Description of the task:
Pictures aside, quote the whole listing exactly.

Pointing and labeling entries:
---+---

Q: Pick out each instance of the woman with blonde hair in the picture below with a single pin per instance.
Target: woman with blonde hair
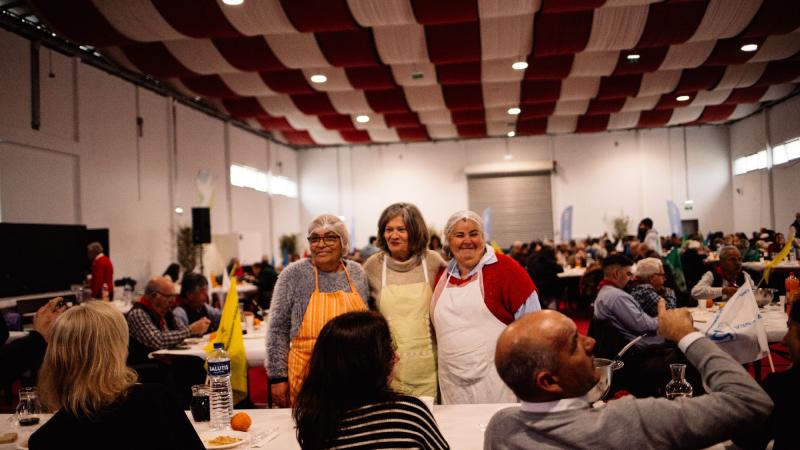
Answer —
(401, 283)
(97, 401)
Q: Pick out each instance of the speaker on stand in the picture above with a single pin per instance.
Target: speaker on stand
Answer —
(201, 230)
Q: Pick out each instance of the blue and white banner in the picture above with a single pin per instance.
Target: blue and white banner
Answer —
(566, 224)
(674, 214)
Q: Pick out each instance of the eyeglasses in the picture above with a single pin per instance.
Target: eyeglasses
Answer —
(328, 239)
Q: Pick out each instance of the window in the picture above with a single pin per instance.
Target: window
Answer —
(249, 177)
(782, 153)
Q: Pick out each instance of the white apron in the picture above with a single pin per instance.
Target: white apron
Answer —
(406, 308)
(466, 335)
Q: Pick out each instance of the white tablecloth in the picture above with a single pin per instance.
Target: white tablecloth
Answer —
(462, 426)
(774, 321)
(254, 344)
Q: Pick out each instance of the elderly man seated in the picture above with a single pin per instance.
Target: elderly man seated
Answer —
(550, 367)
(647, 364)
(725, 279)
(192, 304)
(648, 287)
(152, 325)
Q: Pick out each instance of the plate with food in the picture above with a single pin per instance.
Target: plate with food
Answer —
(223, 439)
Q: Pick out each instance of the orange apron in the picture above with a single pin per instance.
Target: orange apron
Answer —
(322, 307)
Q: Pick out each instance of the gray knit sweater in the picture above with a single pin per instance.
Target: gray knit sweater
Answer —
(289, 302)
(736, 405)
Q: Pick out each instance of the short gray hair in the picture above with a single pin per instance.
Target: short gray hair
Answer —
(648, 267)
(333, 224)
(454, 219)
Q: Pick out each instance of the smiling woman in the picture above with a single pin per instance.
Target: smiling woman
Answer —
(308, 294)
(400, 279)
(480, 293)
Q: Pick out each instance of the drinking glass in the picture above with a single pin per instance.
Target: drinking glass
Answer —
(678, 386)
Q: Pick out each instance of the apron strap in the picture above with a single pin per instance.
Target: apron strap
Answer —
(424, 270)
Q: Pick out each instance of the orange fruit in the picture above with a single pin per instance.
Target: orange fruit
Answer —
(241, 422)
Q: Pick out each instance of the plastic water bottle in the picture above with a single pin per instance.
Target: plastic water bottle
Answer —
(219, 374)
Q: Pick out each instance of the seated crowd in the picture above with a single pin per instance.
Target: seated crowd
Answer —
(352, 349)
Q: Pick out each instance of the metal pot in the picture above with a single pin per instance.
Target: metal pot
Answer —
(605, 370)
(764, 296)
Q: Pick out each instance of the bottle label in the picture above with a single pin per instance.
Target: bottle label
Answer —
(219, 368)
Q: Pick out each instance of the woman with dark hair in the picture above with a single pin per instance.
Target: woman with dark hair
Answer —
(401, 284)
(346, 401)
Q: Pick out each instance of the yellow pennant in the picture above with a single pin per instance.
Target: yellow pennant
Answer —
(777, 260)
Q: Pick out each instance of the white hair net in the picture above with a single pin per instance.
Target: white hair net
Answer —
(648, 267)
(456, 218)
(331, 223)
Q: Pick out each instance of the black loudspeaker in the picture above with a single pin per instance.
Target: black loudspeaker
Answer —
(201, 226)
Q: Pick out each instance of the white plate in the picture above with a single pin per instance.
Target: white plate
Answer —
(209, 435)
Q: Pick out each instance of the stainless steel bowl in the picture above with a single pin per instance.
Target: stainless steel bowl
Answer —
(605, 370)
(764, 296)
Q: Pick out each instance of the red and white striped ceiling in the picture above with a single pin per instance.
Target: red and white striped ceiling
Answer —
(441, 69)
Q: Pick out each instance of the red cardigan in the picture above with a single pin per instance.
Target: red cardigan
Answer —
(102, 272)
(506, 287)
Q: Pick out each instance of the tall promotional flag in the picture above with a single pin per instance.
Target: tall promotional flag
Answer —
(674, 219)
(566, 224)
(230, 334)
(739, 328)
(487, 224)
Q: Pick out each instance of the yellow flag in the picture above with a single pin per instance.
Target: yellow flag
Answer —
(230, 334)
(778, 258)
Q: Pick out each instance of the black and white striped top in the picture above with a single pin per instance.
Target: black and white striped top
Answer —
(403, 423)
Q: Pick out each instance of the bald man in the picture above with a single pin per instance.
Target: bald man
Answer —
(152, 325)
(550, 367)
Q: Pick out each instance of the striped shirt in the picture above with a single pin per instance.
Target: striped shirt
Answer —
(403, 423)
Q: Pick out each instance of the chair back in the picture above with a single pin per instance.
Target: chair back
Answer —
(609, 340)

---+---

Answer to this problem:
Q: Pick out each instance of the woman with blonde hair in the picture below with a single pin per instance.
Target: woman with blonde hair
Answer —
(401, 283)
(97, 401)
Q: Pick out each instance of the speaker on stand in the picture above with a single pin per instance.
Target: speaker on stand
Answer —
(201, 230)
Q: Pick out each instance of the blue and white banner in the picture above with a single pin per instance.
Target: blue and white banner
Answer —
(566, 224)
(674, 214)
Q: Pick out each instance of the eyeglasses in the picture above with a single pin per instance.
Target: eyeglasses
Answer —
(328, 239)
Q: Pick out each instance of the window in the picture above with a single pin per instance.
Target: window
Answer —
(249, 177)
(782, 153)
Q: Pick out each instance of the white apron in the picture above with a single pin per instance.
Target: white apron
Answer —
(406, 308)
(466, 335)
Q: Pick out each instance of the white tablecloth in the picture above with a single pin per instance.
Target: white tablecloth
Answer —
(462, 426)
(774, 321)
(254, 344)
Q: Pick out each instance of the elderly man seated in the picture above with a single pin per instance.
Target: elderly man seated
Answer —
(550, 367)
(647, 364)
(725, 279)
(192, 304)
(648, 287)
(152, 325)
Q: Pick out each instance of the plate with food in the picture above with a single pin per instance.
Target: plate with food
Answer —
(223, 439)
Q: Pick out each instance of the orange apron in the picture above with a single pin per instance.
Target: orange apron
Answer —
(322, 307)
Q: Pick out each instance of the gray knit sweater in the picture above with a single pin per instance.
Target: gray knit sweater
Answer —
(289, 302)
(736, 405)
Q: Pick out each instance of the short gray hair in the picture above with a single pin per instance.
Target: short gray hair
Answer —
(648, 267)
(333, 224)
(454, 219)
Q: Pick out each instance of the smiling woman in the picture above with a single pin per instance.
Target: smiling woman
Answer —
(308, 294)
(400, 279)
(480, 293)
Q: Pick out each instance of the drinking glass in the picture above with a single pin per instance.
Target: drinking glass
Answer —
(678, 386)
Q: Pick out each instance of the apron strap in the picture above with a single pin per instance.
Target: apron strap
Answer —
(424, 270)
Q: Pick out each instance of the orange fruit in the picture above with a single pin per instance.
Target: orange fruit
Answer —
(241, 422)
Q: Pick out each instance of the plastic water bottle in the picture above with a single pin per instance.
Target: plastic water bottle
Answer —
(219, 374)
Q: Pick out each instance of the seated crowd in the picture above with a single pin per instance.
Target: seated crowd
Answer —
(352, 349)
Q: Pick out each instance of the metal pot in the picture above with a single pin per instance.
Target: metal pot
Answer —
(605, 370)
(764, 296)
Q: Pick out each instance of the bottle label in the picture above with a single pin per instance.
Target: bottle label
Answer —
(219, 368)
Q: Pick out each instance of the woman with dark hair in the picture above with a single pin per instance.
Target: woman with dark hair
Answer —
(401, 284)
(346, 401)
Q: Pick out each instance of the yellow pennant in the picture above with a single pin per instance.
Target: yellow pennant
Answer —
(777, 260)
Q: Pick out each instance of the white hair net in the picture above with a single pin per instance.
Target: white hair net
Answer —
(648, 267)
(456, 218)
(331, 223)
Q: Pick out each instance of the black loudspeaker in the picture above with a single pin per instance.
Target: black loudspeaker
Answer —
(201, 226)
Q: Pick out each instance of the white plate in the picture above with a single pin per instance.
Target: white plate
Answer —
(209, 435)
Q: Pick out each instance of the stainless steel bowl in the picture above with a single pin per instance.
Target: stainless steel bowl
Answer —
(605, 370)
(764, 296)
Q: Pick out each instance of the red and white striped ceiling in the picture above with a single pin per instance.
Target: red and white striped ceiling
Answer —
(441, 69)
Q: Pick out each instance of the red cardigan in the picture above with a single pin per instance.
Target: red cardigan
Answer —
(102, 272)
(506, 287)
Q: Pick out each instance of the tall promotional flag in the picture above with a single pin per instance.
Target: tall promotional flag
Answer —
(674, 219)
(566, 224)
(230, 334)
(739, 328)
(487, 224)
Q: Pick out each instance of the yellow flag in the picture above with a single pin per instance.
Target: yellow flag
Answer —
(230, 334)
(778, 258)
Q: Pick out each instance of the black and white striped top in the picture above with a single pin per instance.
Target: black and white striped top
Answer —
(403, 423)
Q: Pick out each instance of the bald man in the picture above with a single pin per instance.
Target: bald man
Answer —
(152, 325)
(550, 367)
Q: Pick out each instance of the striped shirt in the picture above with a single pin per instance.
Target: striped shirt
Answer —
(403, 423)
Q: Pick out each instance of the chair back in the picture above with a single pin per instance.
Target: chair back
Answer —
(609, 340)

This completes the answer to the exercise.